====== Information given
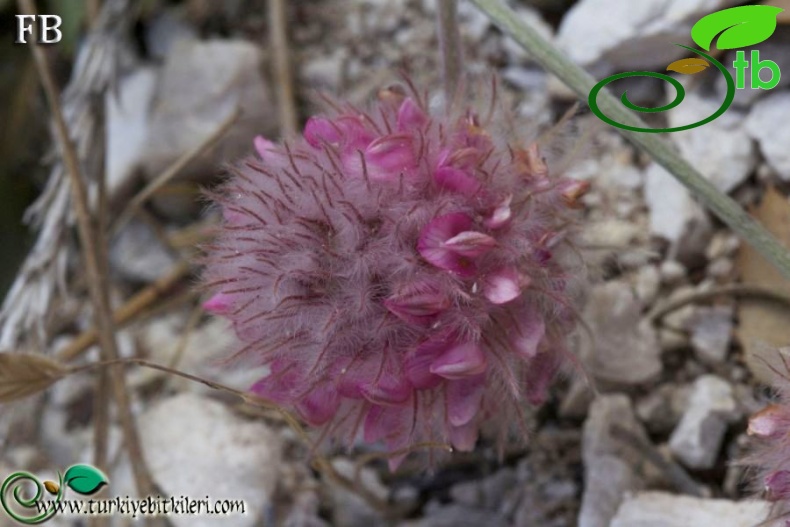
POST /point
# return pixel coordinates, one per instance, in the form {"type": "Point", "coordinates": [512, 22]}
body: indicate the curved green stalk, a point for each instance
{"type": "Point", "coordinates": [581, 82]}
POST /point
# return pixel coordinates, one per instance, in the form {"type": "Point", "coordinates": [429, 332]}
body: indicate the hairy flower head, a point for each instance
{"type": "Point", "coordinates": [404, 273]}
{"type": "Point", "coordinates": [770, 428]}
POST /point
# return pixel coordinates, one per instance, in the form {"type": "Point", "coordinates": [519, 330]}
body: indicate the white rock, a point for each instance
{"type": "Point", "coordinates": [625, 351]}
{"type": "Point", "coordinates": [673, 213]}
{"type": "Point", "coordinates": [201, 85]}
{"type": "Point", "coordinates": [711, 334]}
{"type": "Point", "coordinates": [127, 126]}
{"type": "Point", "coordinates": [660, 509]}
{"type": "Point", "coordinates": [325, 71]}
{"type": "Point", "coordinates": [611, 470]}
{"type": "Point", "coordinates": [647, 284]}
{"type": "Point", "coordinates": [672, 272]}
{"type": "Point", "coordinates": [640, 35]}
{"type": "Point", "coordinates": [139, 255]}
{"type": "Point", "coordinates": [767, 123]}
{"type": "Point", "coordinates": [721, 150]}
{"type": "Point", "coordinates": [697, 438]}
{"type": "Point", "coordinates": [196, 447]}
============
## Your objective
Rewrite all the rows above, swapping "indicate" for "mark" wherever it occurs and changing nothing else. Omit the pictures from your answer.

## Answer for the task
POST /point
# return pixel coordinates, one per instance, in the form {"type": "Point", "coordinates": [512, 22]}
body: mark the curved green stalk, a point for each instance
{"type": "Point", "coordinates": [581, 82]}
POST /point
# return pixel coordinates, one per instance, in the form {"type": "Point", "coordinates": [429, 332]}
body: mark the hairy flower head, a point for each instance
{"type": "Point", "coordinates": [404, 273]}
{"type": "Point", "coordinates": [770, 428]}
POST /point
# return pixel coordinates, one per instance, in the form {"type": "Point", "coordinates": [519, 330]}
body: mark the white rock, a point for each instance
{"type": "Point", "coordinates": [625, 351]}
{"type": "Point", "coordinates": [673, 213]}
{"type": "Point", "coordinates": [201, 85]}
{"type": "Point", "coordinates": [711, 334]}
{"type": "Point", "coordinates": [127, 126]}
{"type": "Point", "coordinates": [660, 509]}
{"type": "Point", "coordinates": [325, 71]}
{"type": "Point", "coordinates": [611, 470]}
{"type": "Point", "coordinates": [647, 284]}
{"type": "Point", "coordinates": [672, 272]}
{"type": "Point", "coordinates": [640, 35]}
{"type": "Point", "coordinates": [139, 255]}
{"type": "Point", "coordinates": [767, 123]}
{"type": "Point", "coordinates": [721, 150]}
{"type": "Point", "coordinates": [697, 438]}
{"type": "Point", "coordinates": [196, 447]}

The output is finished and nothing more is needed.